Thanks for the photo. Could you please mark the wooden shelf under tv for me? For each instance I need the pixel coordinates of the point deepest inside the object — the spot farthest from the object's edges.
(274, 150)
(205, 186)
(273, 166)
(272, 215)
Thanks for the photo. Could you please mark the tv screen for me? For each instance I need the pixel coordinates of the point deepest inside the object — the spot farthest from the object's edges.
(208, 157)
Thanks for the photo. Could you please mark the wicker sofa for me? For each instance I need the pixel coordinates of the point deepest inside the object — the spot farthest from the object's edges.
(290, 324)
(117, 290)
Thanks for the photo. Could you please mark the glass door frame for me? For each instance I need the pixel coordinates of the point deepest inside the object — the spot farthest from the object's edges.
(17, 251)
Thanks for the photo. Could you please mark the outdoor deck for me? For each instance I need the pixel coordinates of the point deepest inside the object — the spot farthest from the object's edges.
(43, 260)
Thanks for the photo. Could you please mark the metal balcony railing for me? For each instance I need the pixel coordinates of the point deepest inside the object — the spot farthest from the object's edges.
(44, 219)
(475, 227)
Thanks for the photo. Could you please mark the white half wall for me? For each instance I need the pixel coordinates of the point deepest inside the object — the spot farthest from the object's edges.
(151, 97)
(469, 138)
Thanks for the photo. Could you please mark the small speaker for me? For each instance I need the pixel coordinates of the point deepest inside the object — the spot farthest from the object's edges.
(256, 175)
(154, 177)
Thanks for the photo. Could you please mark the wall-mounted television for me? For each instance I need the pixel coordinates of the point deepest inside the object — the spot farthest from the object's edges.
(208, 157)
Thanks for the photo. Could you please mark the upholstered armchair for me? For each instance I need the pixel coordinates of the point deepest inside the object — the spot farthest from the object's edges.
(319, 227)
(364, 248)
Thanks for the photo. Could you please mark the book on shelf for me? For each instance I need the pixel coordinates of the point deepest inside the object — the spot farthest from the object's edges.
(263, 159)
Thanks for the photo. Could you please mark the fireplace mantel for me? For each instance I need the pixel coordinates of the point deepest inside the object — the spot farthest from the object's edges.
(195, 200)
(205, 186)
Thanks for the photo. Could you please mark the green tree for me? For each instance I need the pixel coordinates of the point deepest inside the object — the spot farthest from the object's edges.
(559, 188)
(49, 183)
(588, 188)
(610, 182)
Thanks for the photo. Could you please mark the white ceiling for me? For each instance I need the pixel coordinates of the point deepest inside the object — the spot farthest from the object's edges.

# [Aim of the task]
When you transcribe the records above, keep every line exactly the same.

# [Worked solution]
Thanks for the photo. Could you please mark the wooden shelf under tv for me? For each instance I need the pixel coordinates of the point deepest inside the object — the spot farthest from the object's edges.
(274, 150)
(205, 186)
(273, 166)
(272, 215)
Thanks for the photo. Could you please mark the tv screen for me? For each instance I need the pixel coordinates of the point deepest inside the object — the spot farthest from the object's edges.
(208, 157)
Thanks for the photo. Could you please mark the wicker sofa for me? For each instance I need the pixel coordinates of the point deepest inside the object — the spot farthest from the object's edges.
(290, 324)
(117, 290)
Thanks for the photo. Could you please mark the glass door frame for me? For each instance I need the pixel coordinates of the point deepest inside the object — the spot farthest from the object's edges.
(17, 251)
Thanks for the photo. Could you please mark the outdoor deck for me? For each instance I need the pixel coordinates of the point deepest inside the object — the spot farthest from the object's edges.
(43, 260)
Thanks for the photo. Could you please mark the metal balcony railing for me? For each instance I need the pixel coordinates of the point deepest inside the object — the spot farthest from the object's edges.
(44, 219)
(475, 227)
Thanks for the photo. Could you please mark the white half wall for me? For each instance I need the pixel coordinates of the point deepest inside the object — the spot farthest from the object's edges.
(151, 97)
(469, 138)
Thanks for the photo. Could you please mark the small speaker for me? For each instance I need the pixel coordinates of the point deepest inside the object — the spot farthest from the object's edges.
(256, 175)
(154, 177)
Thanks for the photo. Could you please mark the wall-mounted television for me? For each instance I need the pixel coordinates of the point deepest inside the object — the spot farthest from the object's edges.
(208, 157)
Thanks for the photo. Could you please mark the upholstered armchair for me? For each instance I need the pixel coordinates of the point deepest inside the object — the spot farthest from the object's edges.
(319, 227)
(364, 248)
Thanks for the photo. Could you please mark the book on shelf for me? For each instance I need the pixel coordinates of the point deepest inside the object — the spot farthest from the object's edges.
(263, 159)
Thanks for the photo. Could you please mark the fireplace mantel for me? For each instance I need the pixel coordinates of the point deepest inside the object — the spot farthest from the object's edges.
(195, 200)
(205, 186)
Thanks for the photo. Could you please mark the green tree for me? For each instance I need the pixel coordinates of the point deepest inside the object — the spot farthest from the object's edges.
(559, 188)
(49, 183)
(588, 188)
(610, 182)
Thanks for the photo. Could you please mark the white ceiling for me? For each instance I need the pixel coordinates of the point deepest inside the object — the spot farthest from the object's edges.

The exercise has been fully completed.